Instructions to follow
Go through the material below and return each line with the string "landing" in it.

Provided records
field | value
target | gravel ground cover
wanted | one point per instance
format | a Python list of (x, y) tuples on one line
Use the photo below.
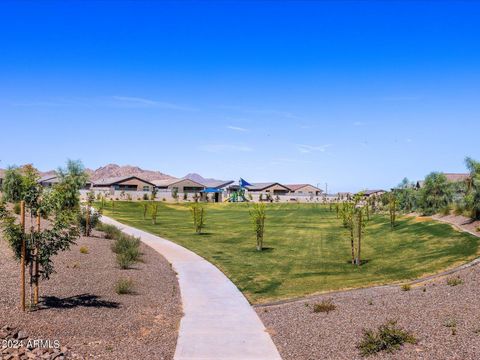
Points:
[(80, 308), (445, 319)]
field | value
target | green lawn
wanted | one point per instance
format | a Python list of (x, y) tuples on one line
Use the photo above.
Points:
[(308, 250)]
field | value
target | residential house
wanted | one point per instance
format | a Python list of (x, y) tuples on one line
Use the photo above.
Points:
[(304, 190), (181, 185), (272, 188), (123, 183)]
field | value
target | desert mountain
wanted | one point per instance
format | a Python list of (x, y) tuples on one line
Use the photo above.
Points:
[(114, 170)]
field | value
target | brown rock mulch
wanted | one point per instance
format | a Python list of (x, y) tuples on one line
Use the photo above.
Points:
[(80, 308), (445, 319)]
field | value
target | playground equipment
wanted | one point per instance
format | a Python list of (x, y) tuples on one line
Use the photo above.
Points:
[(239, 194)]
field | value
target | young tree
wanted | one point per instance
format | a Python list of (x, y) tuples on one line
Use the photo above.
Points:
[(153, 212), (436, 194), (175, 194), (12, 186), (258, 216), (472, 198), (198, 217), (71, 180), (392, 209), (36, 248)]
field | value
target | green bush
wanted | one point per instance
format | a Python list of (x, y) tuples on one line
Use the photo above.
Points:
[(325, 306), (124, 286), (389, 337), (454, 281), (127, 249), (93, 221), (110, 231), (16, 208)]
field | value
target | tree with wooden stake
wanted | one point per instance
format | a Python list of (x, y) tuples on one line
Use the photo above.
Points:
[(359, 225), (153, 212), (392, 207), (198, 216), (258, 216), (36, 248)]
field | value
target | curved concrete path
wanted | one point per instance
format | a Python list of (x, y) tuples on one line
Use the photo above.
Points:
[(218, 321)]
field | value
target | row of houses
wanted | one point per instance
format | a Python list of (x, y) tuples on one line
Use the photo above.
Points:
[(188, 186)]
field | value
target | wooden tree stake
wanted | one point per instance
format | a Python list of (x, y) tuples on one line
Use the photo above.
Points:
[(35, 290), (23, 255)]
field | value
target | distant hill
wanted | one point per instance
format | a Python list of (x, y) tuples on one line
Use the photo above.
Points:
[(199, 178), (114, 170)]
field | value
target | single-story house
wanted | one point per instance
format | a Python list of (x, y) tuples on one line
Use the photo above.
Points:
[(51, 180), (304, 189), (123, 183), (215, 189), (451, 177), (273, 188), (368, 193), (219, 184), (181, 185)]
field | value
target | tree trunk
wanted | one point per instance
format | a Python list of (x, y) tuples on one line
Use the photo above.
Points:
[(87, 221), (35, 290), (359, 261), (352, 244), (23, 255)]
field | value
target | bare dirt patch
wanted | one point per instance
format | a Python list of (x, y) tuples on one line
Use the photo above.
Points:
[(444, 318), (79, 305)]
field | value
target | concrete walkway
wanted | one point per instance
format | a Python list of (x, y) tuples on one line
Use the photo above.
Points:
[(218, 321)]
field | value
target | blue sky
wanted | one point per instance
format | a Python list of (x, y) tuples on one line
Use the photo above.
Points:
[(355, 94)]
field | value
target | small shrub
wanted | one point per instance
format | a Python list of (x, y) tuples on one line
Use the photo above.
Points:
[(110, 231), (124, 286), (389, 337), (16, 208), (93, 221), (325, 306), (445, 211), (454, 281), (452, 325), (127, 249)]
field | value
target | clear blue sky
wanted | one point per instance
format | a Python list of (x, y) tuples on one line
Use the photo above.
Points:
[(356, 94)]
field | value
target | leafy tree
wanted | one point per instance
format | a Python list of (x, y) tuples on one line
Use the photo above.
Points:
[(436, 194), (175, 194), (406, 196), (472, 198), (258, 216), (154, 212), (153, 195), (71, 180), (12, 185)]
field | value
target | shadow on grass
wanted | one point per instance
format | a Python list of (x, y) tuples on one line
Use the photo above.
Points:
[(83, 300)]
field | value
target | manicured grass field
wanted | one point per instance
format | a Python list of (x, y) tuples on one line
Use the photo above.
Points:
[(307, 249)]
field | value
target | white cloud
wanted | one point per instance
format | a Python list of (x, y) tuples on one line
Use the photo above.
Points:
[(237, 128), (311, 148), (216, 148), (130, 101)]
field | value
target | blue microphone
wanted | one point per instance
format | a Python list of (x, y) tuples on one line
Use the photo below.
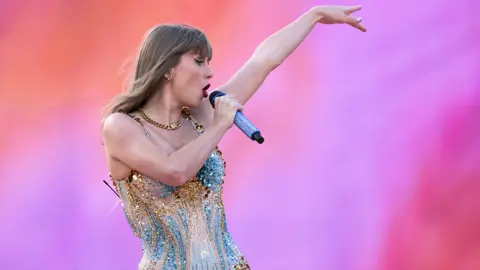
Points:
[(240, 121)]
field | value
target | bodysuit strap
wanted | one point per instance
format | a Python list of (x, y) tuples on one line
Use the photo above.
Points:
[(195, 124)]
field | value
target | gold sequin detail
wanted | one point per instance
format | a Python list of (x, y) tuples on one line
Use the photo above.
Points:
[(172, 220)]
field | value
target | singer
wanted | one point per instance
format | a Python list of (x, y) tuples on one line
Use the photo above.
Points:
[(161, 139)]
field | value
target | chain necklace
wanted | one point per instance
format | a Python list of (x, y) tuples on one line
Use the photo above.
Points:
[(155, 123)]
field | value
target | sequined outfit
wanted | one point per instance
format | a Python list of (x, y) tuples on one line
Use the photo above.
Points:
[(181, 227)]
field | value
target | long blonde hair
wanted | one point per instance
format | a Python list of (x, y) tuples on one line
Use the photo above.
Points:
[(160, 51)]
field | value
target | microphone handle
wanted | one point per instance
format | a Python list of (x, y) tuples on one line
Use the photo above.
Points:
[(247, 127)]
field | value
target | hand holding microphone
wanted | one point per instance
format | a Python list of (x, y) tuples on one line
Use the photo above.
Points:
[(229, 110), (225, 109)]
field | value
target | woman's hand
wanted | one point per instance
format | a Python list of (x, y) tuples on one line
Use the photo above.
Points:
[(339, 15)]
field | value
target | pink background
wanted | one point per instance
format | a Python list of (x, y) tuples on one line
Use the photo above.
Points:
[(372, 152)]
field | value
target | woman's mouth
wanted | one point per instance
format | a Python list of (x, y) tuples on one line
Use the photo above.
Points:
[(204, 90)]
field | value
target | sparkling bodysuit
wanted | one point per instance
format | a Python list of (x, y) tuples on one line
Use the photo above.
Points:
[(181, 227)]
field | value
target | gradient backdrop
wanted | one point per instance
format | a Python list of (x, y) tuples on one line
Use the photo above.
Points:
[(372, 152)]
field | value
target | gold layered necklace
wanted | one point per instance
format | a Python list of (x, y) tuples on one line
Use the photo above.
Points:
[(155, 123)]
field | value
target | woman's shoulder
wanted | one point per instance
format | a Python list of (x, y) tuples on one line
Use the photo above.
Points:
[(120, 124)]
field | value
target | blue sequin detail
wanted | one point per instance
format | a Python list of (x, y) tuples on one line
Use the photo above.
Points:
[(172, 220)]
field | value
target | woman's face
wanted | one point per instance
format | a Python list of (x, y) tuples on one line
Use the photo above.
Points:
[(190, 79)]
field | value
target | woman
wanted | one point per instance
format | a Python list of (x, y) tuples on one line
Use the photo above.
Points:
[(160, 140)]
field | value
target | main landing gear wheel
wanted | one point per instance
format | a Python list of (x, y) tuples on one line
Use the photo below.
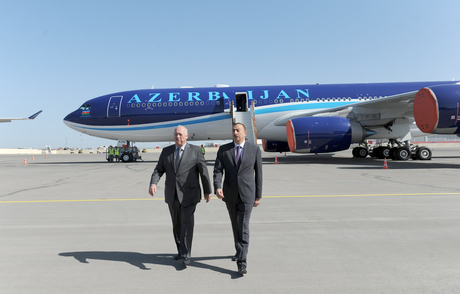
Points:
[(381, 152), (360, 152), (402, 153), (423, 153)]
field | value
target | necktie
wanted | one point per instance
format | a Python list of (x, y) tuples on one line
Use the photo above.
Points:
[(238, 156), (178, 156)]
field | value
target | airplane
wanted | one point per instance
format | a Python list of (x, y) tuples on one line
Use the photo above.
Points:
[(33, 116), (311, 118)]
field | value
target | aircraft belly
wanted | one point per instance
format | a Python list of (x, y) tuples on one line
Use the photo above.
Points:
[(204, 129)]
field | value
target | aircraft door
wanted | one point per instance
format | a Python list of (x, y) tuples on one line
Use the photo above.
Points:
[(241, 101), (114, 106)]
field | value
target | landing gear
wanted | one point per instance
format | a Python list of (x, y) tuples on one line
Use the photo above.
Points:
[(360, 152), (394, 150), (422, 153)]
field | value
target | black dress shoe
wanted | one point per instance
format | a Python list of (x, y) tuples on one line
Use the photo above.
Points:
[(242, 269), (186, 261)]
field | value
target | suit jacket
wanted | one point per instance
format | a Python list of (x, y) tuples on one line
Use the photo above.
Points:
[(184, 181), (245, 180)]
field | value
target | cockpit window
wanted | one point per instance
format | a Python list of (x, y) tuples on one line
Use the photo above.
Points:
[(85, 107)]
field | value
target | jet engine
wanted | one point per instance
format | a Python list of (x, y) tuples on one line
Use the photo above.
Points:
[(436, 109), (275, 146), (322, 134)]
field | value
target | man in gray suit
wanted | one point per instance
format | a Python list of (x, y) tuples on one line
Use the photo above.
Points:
[(241, 162), (183, 164)]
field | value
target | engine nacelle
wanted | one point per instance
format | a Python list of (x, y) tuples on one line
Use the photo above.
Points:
[(436, 109), (275, 146), (322, 134)]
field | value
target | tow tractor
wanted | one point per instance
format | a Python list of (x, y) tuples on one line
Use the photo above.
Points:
[(128, 152)]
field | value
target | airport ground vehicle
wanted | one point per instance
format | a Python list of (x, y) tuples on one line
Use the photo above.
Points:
[(127, 152)]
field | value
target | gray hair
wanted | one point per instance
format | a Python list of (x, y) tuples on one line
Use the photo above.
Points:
[(179, 126)]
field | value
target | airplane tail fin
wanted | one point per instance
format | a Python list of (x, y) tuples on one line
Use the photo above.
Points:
[(34, 115)]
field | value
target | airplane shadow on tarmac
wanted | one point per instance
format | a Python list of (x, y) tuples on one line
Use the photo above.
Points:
[(364, 163), (140, 259)]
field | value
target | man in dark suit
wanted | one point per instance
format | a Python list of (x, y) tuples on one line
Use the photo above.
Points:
[(241, 162), (183, 164)]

Completed task
target | main landing gear wheel
target | landing gear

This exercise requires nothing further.